Exercise instructions. Copy out each line below exactly as it appears.

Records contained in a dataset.
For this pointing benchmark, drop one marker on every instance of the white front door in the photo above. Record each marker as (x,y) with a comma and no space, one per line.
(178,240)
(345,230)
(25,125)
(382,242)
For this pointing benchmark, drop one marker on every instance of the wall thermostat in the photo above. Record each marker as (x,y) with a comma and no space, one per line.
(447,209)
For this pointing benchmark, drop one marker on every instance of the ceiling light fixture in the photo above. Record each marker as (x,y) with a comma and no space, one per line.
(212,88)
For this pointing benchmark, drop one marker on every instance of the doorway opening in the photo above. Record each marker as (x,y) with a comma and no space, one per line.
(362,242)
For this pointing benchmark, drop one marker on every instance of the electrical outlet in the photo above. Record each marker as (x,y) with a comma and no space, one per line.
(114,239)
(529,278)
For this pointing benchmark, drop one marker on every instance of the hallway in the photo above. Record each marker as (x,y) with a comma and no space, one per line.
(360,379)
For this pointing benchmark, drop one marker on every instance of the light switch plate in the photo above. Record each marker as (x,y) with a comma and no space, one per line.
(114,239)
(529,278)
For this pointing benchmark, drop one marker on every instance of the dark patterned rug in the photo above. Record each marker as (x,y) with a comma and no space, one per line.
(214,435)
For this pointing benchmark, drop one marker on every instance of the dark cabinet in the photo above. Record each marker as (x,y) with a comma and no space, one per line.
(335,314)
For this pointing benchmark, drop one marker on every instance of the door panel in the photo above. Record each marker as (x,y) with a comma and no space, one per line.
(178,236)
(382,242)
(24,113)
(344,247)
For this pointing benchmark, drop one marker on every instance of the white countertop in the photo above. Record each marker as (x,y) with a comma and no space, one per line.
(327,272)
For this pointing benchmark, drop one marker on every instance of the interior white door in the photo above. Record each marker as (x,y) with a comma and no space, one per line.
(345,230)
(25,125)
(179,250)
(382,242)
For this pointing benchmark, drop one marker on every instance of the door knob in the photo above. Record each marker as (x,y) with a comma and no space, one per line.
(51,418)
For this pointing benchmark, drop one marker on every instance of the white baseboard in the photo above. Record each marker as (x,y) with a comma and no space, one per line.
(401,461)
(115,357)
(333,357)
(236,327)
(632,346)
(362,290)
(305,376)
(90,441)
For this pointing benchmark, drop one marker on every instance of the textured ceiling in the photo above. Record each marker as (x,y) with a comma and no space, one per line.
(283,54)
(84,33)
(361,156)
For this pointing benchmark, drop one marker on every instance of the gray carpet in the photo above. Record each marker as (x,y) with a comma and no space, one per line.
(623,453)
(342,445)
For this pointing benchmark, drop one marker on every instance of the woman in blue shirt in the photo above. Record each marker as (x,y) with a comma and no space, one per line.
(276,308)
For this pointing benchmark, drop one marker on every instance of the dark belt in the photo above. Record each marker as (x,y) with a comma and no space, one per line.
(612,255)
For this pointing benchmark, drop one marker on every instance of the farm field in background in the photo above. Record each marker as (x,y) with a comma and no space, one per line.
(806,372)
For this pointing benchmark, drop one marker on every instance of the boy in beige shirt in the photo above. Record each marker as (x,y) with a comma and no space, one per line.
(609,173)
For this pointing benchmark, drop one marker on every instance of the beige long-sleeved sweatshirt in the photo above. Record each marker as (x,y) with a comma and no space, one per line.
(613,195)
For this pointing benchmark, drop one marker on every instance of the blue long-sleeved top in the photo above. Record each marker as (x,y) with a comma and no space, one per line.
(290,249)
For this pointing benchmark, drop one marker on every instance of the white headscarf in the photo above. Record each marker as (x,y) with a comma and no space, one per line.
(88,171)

Task response.
For this pointing benchmark, drop one marker on every instance of the white front door in the photo above. Record each marker as (x,y) with a comma and no space, one per line.
(178,240)
(345,230)
(25,125)
(382,242)
For this pointing benchmark, drop one marker on every instance of the wall thermostat in the photo above. Record each marker as (x,y) with a comma and no space, one per line.
(447,209)
For this pointing benchmark, drop one marker on every instance of the ceiling light fixture in the photo above. Record each marker as (x,y) with a comma and no space, one per line.
(212,88)
For this pointing benchmark, drop one marker on every instance of the doorway opening in the photo above. Record each marker as (x,y) with a comma and no space, one per line.
(362,242)
For this pointing benchmark, drop one marker on every instance of the electrical outlet in the photo above. Record each marker as (x,y) with a comma and no space, one per line.
(114,239)
(529,278)
For this pointing benchmark, drop one marker on every instance of the hallway in the photo above. Record each marker as (x,y) with a comma and no space, one per line.
(360,379)
For this pointing benchmark, drop one marker on every instance of the light switch plate in the photo above. Record each marker as (x,y) with a comma and no space, one per line.
(114,239)
(529,278)
For this pointing benchmark, drop one marker on every instance of the dark patterned rug in the photo above. Record each marker as (x,y) with a comma and no space, one per line.
(214,435)
For this pointing benchmark, drop one marker on every instance of the dark cabinet in the photo above. Record each marker as (x,y) with a comma and no space, one per line.
(335,314)
For this pointing benchmark, drop one marker on every instance of the door panel in the photo above. Record each marker as (x,y) with a comma and no space, one per line.
(178,236)
(382,242)
(24,113)
(344,247)
For this pointing benchmark, drop one marker on every instance of the white countertop in the photo above. Record each marker as (x,y) with a comma and no space, one per line.
(327,272)
For this pointing benchmark, drop one marker on every instance of the interior white door in the photo above. Record each marker as (x,y) with a comma and no space, one per line.
(345,230)
(25,125)
(179,250)
(382,242)
For this pointing benchmark, drop one marker on every instance of the door knob in the photo above. Record each marker as (x,y) with a comma and no space, one per line.
(51,418)
For this pointing benchmark, drop one marker on every instance of the white baseboard in the photo above. Record each marker as (x,y) with a comma and no space, one per line.
(401,461)
(115,357)
(333,357)
(236,327)
(632,346)
(362,290)
(305,376)
(90,441)
For this pointing benchmark, drop one marker on every instance of the textured ceiling in the photo above. Record each marker as (x,y) with a comma and no space, one per line.
(283,54)
(84,33)
(361,156)
For this pointing benchmark, drop one marker on every instance of the gray carpet in the photo above. Record each marker as (x,y) with a comma and no space, one per line.
(623,453)
(342,445)
For this pointing benchmark, drop one marker on every instance of the woman in blue shirt in the photo above. Record each marker as (x,y) with a comma and no space, one per line.
(276,308)
For this pointing benchmark, drop one marker on every instance of the dark belt in the photo above. Record each marker as (x,y) with a comma and no space, one per line.
(612,255)
For this pointing benchmark, drop one marker on every instance of the farm field in background in the photo above. Record each marker as (x,y) with a comma and no space, one per line.
(806,372)
For this pointing benchmark, drop one marker on every instance of the boy in beige shirt in the photo above. Record each marker as (x,y) with a comma and no space, one per line.
(609,173)
For this pointing benchmark, drop one marker on every instance of the beige long-sleeved sweatshirt in the photo above. Record each marker as (x,y) with a comma and no space, one per line.
(613,195)
For this pointing benchmark, drop one marker on every instance of the blue long-sleeved top in the photo above. Record each marker as (x,y) with a comma and no space, one per line.
(290,249)
For this pointing benchmark, drop one marker on every instance of the white headscarf in the photo above. Record each marker as (x,y) with a comma and no space, one per line.
(88,171)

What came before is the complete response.